> [WRITTEN TASK]
Gather every line below that contains the word "sofa" and copy each one out.

[Named-object pointing records]
=====

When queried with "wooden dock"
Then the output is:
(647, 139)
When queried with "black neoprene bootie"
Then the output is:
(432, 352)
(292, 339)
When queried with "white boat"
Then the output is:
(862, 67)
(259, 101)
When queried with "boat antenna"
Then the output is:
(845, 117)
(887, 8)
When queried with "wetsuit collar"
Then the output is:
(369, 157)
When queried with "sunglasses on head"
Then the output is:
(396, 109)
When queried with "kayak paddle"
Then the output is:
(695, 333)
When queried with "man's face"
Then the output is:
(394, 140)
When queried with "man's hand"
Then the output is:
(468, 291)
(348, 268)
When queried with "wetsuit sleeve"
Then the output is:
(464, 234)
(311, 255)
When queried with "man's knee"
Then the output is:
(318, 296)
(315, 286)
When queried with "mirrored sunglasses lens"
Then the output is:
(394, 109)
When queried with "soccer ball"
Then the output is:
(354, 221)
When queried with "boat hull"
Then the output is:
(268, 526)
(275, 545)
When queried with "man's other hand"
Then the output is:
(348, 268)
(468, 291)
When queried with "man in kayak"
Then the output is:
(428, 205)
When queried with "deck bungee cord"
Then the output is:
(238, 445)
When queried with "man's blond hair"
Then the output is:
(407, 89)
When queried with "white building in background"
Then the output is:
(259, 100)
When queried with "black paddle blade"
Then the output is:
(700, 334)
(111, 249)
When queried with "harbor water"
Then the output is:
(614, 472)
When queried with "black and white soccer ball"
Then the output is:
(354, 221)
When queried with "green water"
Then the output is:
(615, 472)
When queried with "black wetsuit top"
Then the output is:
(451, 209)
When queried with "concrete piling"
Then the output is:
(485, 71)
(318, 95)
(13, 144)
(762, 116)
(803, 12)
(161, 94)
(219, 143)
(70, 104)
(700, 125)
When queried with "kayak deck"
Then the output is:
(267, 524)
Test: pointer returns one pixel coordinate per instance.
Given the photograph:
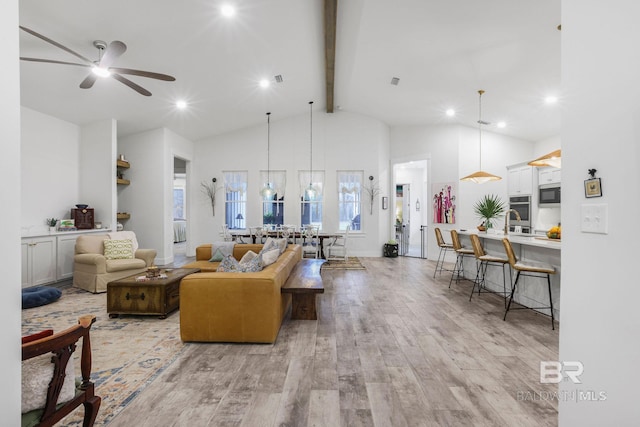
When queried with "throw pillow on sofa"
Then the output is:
(217, 257)
(248, 257)
(270, 256)
(281, 244)
(118, 249)
(228, 264)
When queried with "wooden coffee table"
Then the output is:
(155, 296)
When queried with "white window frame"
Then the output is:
(350, 186)
(235, 198)
(316, 179)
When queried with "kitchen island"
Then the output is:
(531, 292)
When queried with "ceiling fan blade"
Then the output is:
(131, 84)
(141, 73)
(53, 61)
(56, 44)
(113, 51)
(88, 82)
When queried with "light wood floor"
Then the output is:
(392, 347)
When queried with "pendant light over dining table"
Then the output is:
(310, 192)
(480, 176)
(267, 191)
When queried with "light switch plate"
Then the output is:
(593, 218)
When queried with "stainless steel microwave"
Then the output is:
(549, 195)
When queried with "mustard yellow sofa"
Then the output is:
(235, 307)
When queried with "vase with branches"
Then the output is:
(210, 190)
(372, 191)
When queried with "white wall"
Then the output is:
(146, 197)
(97, 178)
(341, 141)
(49, 168)
(453, 152)
(600, 321)
(10, 244)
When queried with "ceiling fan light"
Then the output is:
(553, 159)
(267, 192)
(481, 177)
(101, 72)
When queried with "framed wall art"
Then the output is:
(592, 188)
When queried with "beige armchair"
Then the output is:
(92, 270)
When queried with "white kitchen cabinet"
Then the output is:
(549, 176)
(520, 181)
(65, 251)
(38, 260)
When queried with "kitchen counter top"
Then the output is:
(519, 238)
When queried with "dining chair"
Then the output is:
(484, 260)
(337, 249)
(461, 252)
(444, 248)
(532, 269)
(311, 241)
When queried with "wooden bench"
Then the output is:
(303, 284)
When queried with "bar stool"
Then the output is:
(444, 247)
(528, 268)
(484, 260)
(461, 252)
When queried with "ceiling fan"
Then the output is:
(107, 54)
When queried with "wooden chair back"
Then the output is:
(478, 250)
(455, 240)
(61, 346)
(510, 253)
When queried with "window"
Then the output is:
(311, 202)
(179, 186)
(235, 199)
(273, 207)
(350, 199)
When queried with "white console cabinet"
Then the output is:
(38, 260)
(520, 181)
(49, 258)
(65, 251)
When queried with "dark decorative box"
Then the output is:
(391, 250)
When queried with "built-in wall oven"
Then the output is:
(522, 205)
(549, 195)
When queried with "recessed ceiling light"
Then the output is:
(227, 10)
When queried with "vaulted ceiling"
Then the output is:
(442, 52)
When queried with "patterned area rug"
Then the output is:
(128, 351)
(352, 264)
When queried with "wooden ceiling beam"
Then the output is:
(330, 18)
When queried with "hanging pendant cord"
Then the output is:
(268, 147)
(310, 143)
(480, 123)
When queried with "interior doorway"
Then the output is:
(179, 207)
(410, 185)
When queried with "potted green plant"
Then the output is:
(51, 222)
(488, 208)
(390, 249)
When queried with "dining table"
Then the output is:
(297, 236)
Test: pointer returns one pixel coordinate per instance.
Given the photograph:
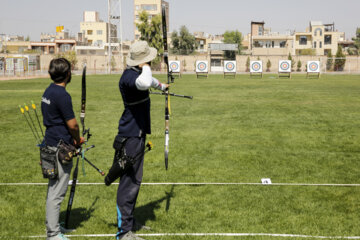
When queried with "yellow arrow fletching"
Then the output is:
(169, 105)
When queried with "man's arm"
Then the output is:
(73, 127)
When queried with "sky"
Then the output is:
(33, 17)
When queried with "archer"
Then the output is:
(134, 125)
(61, 136)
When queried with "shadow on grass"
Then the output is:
(146, 212)
(79, 215)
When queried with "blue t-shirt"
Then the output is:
(135, 120)
(56, 108)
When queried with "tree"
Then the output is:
(70, 56)
(184, 42)
(329, 61)
(268, 65)
(151, 32)
(357, 41)
(299, 66)
(292, 61)
(247, 64)
(340, 60)
(234, 37)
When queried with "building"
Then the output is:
(319, 37)
(265, 42)
(152, 7)
(317, 40)
(95, 30)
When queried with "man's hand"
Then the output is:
(82, 141)
(143, 64)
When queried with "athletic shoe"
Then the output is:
(65, 230)
(60, 236)
(138, 226)
(130, 236)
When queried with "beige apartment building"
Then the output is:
(152, 7)
(94, 29)
(318, 39)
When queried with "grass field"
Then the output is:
(234, 131)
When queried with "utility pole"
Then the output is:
(114, 32)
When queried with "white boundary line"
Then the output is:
(211, 234)
(274, 184)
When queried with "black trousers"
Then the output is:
(129, 185)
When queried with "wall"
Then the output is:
(99, 63)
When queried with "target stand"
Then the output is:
(230, 69)
(174, 68)
(284, 69)
(202, 69)
(256, 69)
(313, 69)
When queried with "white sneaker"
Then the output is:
(60, 236)
(65, 230)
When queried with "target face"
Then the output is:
(313, 66)
(256, 66)
(284, 66)
(201, 66)
(174, 66)
(230, 66)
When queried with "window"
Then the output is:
(258, 44)
(318, 30)
(303, 40)
(261, 31)
(327, 39)
(149, 7)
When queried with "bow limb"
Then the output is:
(83, 100)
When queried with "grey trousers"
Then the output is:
(55, 195)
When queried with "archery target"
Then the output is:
(202, 66)
(230, 66)
(256, 66)
(285, 66)
(174, 66)
(313, 67)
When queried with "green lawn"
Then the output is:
(234, 131)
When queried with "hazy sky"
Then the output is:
(32, 17)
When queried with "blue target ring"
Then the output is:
(256, 66)
(285, 66)
(230, 66)
(313, 66)
(202, 66)
(174, 66)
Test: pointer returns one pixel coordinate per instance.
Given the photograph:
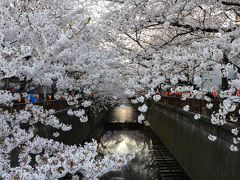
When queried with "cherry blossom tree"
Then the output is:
(103, 50)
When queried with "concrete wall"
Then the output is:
(188, 140)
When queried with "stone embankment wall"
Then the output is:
(188, 140)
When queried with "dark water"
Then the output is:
(123, 135)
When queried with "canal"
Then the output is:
(121, 133)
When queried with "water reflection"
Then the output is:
(123, 113)
(140, 168)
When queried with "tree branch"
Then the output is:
(230, 3)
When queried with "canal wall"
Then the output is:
(188, 140)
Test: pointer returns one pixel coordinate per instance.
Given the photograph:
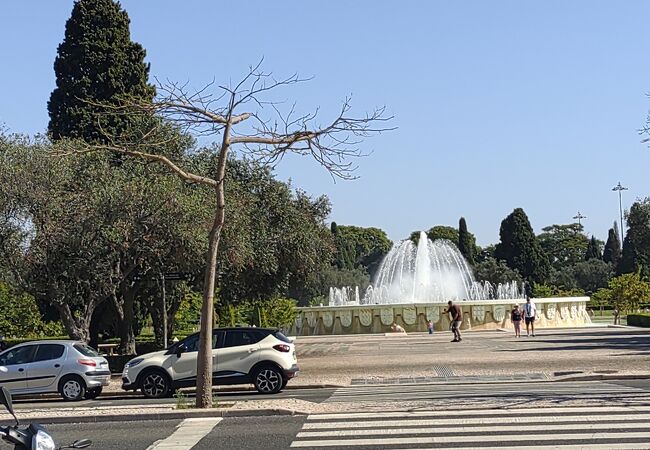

=====

> [SOLUTION]
When queried with "throw pillow on sofa"
When queried with "mustard yellow sofa"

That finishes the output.